** start of SUPPLIED MATERIAL **
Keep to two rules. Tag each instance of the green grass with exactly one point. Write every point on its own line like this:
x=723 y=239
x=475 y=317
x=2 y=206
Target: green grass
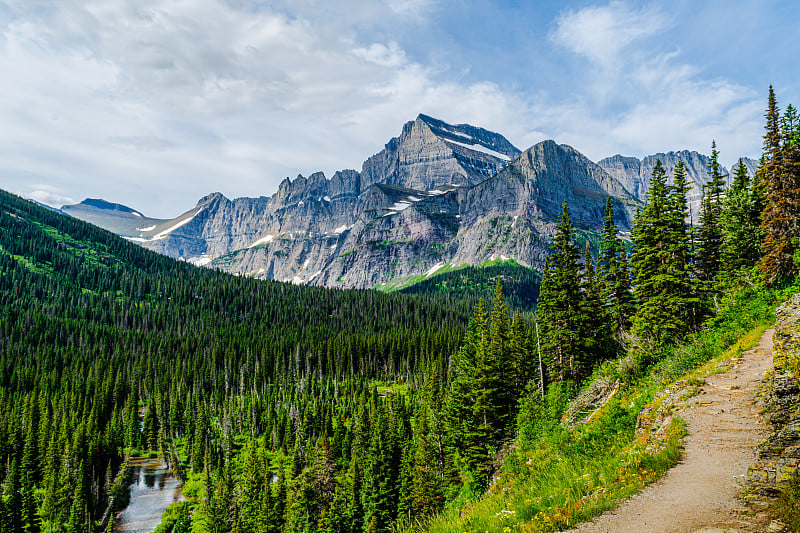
x=555 y=478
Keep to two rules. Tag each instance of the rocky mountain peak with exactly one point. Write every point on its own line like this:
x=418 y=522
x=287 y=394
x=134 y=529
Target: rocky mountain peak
** end of SUPPLIED MATERIAL **
• **YOUR INSTRUCTIONS**: Can you reproduce the listing above with every "instance" changed to "occurrence" and nothing else altered? Omit the pictures.

• **CORRECT ANSWER**:
Keep to two rules. Tag each occurrence of the green grass with exactly one point. Write every point on its own line like this:
x=723 y=239
x=475 y=317
x=2 y=206
Target: green grass
x=555 y=478
Keep to two rules. Tag each occurrence of the rocky mountain peak with exactly one point. Write every point on its own line like this:
x=418 y=522
x=287 y=394
x=134 y=529
Target: rocky mountain peak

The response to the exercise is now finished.